→ **SUPPLIED RECORDS**:
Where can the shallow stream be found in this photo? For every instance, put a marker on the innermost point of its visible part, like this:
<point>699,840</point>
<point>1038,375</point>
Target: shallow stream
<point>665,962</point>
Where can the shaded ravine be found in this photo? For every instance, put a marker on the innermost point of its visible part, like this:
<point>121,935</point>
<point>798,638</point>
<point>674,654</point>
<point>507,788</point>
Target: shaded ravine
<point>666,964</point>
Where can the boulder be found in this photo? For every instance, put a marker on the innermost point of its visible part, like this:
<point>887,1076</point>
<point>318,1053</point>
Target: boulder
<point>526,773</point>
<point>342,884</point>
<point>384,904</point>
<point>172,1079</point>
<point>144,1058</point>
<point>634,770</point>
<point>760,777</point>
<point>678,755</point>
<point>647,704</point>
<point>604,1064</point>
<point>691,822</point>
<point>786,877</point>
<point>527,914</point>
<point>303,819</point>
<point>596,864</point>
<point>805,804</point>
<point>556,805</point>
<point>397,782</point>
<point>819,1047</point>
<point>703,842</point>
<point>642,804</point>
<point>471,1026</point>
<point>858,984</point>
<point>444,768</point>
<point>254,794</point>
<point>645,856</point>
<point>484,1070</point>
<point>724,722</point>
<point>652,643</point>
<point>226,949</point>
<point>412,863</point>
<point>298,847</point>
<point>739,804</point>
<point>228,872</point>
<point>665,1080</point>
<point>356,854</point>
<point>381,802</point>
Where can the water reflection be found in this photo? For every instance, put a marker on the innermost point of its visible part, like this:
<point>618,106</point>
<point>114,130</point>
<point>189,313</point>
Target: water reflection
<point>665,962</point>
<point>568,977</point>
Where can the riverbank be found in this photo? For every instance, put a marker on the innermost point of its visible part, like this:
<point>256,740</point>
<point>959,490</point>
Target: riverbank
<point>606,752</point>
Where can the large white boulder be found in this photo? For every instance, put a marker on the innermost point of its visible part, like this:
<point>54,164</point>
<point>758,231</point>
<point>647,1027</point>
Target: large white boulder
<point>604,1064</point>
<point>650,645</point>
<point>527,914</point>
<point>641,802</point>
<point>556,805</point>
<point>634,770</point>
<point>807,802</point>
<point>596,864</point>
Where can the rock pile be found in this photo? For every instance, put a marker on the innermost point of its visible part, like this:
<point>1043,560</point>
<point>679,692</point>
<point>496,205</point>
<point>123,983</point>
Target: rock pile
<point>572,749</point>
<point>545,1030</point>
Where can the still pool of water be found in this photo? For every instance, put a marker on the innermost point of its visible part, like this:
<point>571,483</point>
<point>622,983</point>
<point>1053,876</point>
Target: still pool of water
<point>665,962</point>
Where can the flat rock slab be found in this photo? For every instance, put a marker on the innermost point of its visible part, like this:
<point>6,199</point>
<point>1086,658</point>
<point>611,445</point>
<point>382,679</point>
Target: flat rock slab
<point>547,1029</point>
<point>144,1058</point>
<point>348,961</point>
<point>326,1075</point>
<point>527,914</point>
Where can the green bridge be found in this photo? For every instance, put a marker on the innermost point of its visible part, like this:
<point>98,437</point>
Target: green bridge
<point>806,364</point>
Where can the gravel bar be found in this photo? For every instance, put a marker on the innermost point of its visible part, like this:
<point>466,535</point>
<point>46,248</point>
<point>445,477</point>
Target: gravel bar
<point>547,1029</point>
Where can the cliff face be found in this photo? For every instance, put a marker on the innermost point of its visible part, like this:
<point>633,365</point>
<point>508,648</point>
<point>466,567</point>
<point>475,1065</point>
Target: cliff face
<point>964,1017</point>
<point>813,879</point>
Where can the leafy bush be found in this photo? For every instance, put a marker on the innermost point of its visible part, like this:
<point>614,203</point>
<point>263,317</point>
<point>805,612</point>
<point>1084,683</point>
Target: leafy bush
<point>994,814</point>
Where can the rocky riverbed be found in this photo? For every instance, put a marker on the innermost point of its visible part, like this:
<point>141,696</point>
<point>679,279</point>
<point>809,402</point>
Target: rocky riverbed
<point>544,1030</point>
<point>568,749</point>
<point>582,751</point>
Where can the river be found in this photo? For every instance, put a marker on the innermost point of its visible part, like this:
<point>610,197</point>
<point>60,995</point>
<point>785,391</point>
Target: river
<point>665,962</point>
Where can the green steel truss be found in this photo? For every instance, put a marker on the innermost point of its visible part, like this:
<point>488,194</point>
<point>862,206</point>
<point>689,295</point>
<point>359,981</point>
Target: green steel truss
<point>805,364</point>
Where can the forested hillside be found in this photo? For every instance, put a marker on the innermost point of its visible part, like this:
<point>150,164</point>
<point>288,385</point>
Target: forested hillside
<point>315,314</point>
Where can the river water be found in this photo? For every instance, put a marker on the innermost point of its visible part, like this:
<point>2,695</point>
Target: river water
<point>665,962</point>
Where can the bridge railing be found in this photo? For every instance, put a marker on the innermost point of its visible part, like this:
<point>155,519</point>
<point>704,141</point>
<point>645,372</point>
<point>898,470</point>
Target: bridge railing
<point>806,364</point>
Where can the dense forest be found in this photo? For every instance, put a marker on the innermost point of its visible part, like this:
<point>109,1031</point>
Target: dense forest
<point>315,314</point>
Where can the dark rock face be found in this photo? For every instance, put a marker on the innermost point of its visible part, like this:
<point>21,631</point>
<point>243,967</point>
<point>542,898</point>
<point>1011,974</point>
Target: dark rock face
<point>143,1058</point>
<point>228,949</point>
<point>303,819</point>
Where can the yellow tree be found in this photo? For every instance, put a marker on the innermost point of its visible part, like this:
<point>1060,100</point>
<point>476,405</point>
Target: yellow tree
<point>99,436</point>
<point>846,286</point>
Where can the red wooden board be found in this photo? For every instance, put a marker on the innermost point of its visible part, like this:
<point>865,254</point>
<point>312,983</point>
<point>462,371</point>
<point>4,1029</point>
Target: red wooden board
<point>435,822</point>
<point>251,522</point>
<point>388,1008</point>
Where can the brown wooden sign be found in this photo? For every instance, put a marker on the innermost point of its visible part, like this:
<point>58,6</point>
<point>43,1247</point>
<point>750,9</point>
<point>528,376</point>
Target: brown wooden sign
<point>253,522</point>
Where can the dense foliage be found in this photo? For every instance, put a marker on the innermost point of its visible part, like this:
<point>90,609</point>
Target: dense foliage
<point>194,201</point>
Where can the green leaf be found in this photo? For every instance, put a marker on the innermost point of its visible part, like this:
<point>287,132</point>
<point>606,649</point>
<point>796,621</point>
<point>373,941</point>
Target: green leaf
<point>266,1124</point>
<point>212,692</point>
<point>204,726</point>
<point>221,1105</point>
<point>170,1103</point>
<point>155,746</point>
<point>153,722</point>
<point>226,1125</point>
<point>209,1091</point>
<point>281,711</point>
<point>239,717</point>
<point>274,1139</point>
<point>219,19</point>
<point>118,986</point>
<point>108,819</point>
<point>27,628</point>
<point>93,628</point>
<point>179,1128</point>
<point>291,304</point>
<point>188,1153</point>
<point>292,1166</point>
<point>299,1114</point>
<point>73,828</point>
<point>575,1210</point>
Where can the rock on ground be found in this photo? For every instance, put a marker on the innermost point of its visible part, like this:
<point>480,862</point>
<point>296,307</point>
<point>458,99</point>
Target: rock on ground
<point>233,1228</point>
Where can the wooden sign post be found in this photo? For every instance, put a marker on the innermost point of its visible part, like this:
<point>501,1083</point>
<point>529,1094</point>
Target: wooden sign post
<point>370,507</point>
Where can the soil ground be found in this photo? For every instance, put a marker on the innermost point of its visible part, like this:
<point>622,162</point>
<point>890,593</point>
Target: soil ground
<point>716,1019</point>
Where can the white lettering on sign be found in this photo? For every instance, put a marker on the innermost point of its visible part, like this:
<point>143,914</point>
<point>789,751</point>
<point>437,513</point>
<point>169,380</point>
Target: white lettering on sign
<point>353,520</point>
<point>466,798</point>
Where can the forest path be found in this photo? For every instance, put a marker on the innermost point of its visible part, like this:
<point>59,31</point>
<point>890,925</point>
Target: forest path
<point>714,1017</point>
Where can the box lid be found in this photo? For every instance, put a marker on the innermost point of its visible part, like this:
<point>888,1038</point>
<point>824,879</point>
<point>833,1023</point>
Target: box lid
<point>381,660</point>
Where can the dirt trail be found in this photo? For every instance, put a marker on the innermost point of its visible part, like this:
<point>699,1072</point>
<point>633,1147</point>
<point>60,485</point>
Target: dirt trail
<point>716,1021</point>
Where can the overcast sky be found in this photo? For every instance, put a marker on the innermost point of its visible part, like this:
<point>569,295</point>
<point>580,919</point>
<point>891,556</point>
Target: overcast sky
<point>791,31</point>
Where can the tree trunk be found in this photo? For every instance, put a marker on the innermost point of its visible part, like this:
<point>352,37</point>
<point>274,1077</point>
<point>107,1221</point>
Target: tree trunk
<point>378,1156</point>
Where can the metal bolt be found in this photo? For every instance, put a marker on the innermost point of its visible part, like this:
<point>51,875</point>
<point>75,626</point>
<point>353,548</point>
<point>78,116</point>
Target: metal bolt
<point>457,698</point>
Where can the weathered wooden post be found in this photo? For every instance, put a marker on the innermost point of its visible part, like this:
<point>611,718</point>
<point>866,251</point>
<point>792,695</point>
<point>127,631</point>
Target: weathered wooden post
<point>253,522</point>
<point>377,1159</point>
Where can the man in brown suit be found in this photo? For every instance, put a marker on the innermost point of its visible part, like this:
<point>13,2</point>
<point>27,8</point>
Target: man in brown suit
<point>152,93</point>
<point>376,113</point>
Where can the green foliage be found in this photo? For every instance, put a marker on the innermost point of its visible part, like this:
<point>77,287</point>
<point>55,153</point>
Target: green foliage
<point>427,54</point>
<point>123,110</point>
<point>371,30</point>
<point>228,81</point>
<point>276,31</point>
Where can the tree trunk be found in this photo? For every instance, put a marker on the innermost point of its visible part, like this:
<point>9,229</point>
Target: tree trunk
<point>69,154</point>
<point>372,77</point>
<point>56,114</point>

→ **TASK GOAL**:
From the records above, quote only the lines running from the line with "<point>458,99</point>" to the line with "<point>569,295</point>", both lines included.

→ **EXPECTED ANSWER**:
<point>458,99</point>
Target: rock on ground
<point>233,1228</point>
Where can the wooden sign post be found in this photo? For every instance, put a marker on the innermost point of its visible part, like this:
<point>501,1083</point>
<point>529,1094</point>
Target: wooden sign post
<point>370,507</point>
Where can the soil ground be found in this photo? For every instance, put a marker on the innermost point of its visible part, like this:
<point>622,162</point>
<point>890,593</point>
Target: soil ground
<point>716,1019</point>
Where can the white lettering on sign be found in this photo? For every instance, put a marker on the innermost point of its visible part, like this:
<point>143,914</point>
<point>789,751</point>
<point>437,513</point>
<point>169,380</point>
Target: white lettering on sign
<point>353,520</point>
<point>466,798</point>
Where can the forest path be found in this photo? For every instance, put a marker on the innermost point of its visible part, like this:
<point>59,31</point>
<point>890,925</point>
Target: forest path
<point>714,1017</point>
Where can the box lid be found in this photo? For every instance, put a marker on the innermost point of its visible part, like this:
<point>888,1038</point>
<point>824,879</point>
<point>833,1023</point>
Target: box lid
<point>381,660</point>
Where can the dirt trail be found in this photo? For every instance, put a marker on the innermost point of its visible part, like this:
<point>699,1072</point>
<point>633,1147</point>
<point>60,485</point>
Target: dirt trail
<point>716,1021</point>
Where can the overcast sky be found in this photo? For every instance, put a marker on the innermost point of its visible part, like this:
<point>569,295</point>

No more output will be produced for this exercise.